● **Exercise**: Give the material below as a numbered list without blank lines, starting at the line containing "[locate] cockpit window" and ending at the line containing "Target: cockpit window".

● **Input for this task**:
____

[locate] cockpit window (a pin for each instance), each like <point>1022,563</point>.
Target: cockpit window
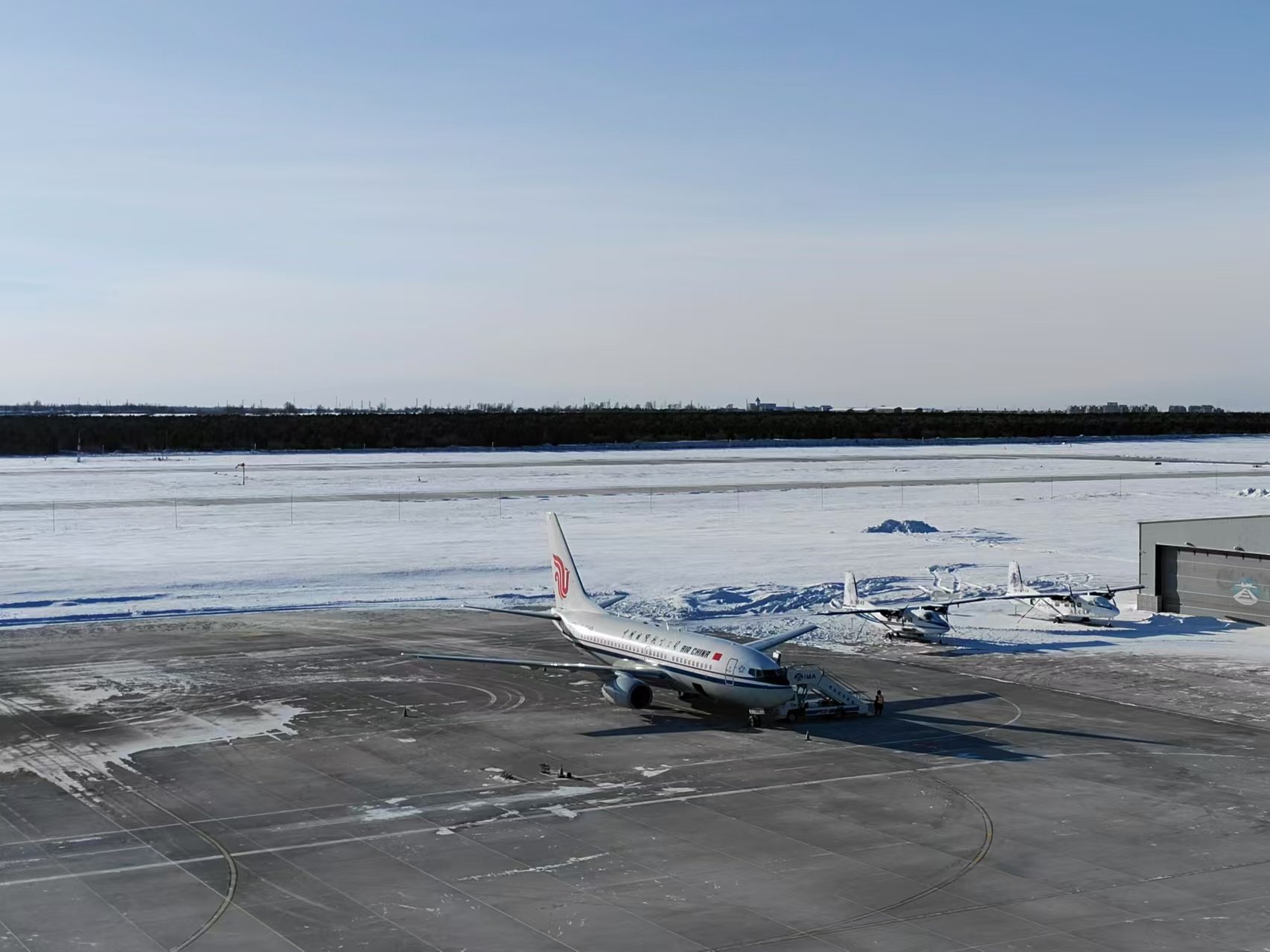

____

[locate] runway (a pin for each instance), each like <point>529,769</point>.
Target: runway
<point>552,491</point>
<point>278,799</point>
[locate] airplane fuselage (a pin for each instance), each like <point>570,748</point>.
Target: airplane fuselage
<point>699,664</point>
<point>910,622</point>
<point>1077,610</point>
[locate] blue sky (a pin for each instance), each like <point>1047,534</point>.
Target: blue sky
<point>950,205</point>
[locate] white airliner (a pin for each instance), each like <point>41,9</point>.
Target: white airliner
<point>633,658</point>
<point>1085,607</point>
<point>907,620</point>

____

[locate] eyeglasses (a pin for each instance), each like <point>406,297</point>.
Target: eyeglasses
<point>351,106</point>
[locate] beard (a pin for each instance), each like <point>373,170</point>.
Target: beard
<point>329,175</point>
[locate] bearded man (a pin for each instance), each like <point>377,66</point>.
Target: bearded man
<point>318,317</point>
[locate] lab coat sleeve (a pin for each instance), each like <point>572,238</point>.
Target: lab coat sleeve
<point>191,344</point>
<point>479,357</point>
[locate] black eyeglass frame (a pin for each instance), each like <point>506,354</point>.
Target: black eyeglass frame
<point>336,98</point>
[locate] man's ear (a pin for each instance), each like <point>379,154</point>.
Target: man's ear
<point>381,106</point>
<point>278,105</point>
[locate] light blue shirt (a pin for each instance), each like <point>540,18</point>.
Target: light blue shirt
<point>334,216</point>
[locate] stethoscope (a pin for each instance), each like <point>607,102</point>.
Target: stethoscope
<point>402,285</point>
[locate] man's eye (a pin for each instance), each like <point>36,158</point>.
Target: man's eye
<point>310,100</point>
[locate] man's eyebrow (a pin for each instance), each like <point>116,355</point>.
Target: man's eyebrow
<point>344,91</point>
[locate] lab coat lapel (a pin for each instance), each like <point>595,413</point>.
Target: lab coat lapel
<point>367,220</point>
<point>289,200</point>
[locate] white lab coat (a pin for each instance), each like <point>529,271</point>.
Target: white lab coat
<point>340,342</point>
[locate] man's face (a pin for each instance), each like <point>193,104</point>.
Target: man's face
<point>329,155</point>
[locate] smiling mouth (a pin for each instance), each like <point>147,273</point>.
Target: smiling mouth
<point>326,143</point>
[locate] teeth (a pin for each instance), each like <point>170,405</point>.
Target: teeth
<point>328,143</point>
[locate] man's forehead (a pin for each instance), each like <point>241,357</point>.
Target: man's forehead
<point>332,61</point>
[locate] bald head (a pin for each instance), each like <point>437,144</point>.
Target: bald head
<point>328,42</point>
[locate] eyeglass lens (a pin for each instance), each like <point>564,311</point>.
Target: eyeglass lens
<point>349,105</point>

____

● **Solution to this task**:
1. [locate] cockpit window (a pin for each instance), each like <point>1022,563</point>.
2. Target: cockpit window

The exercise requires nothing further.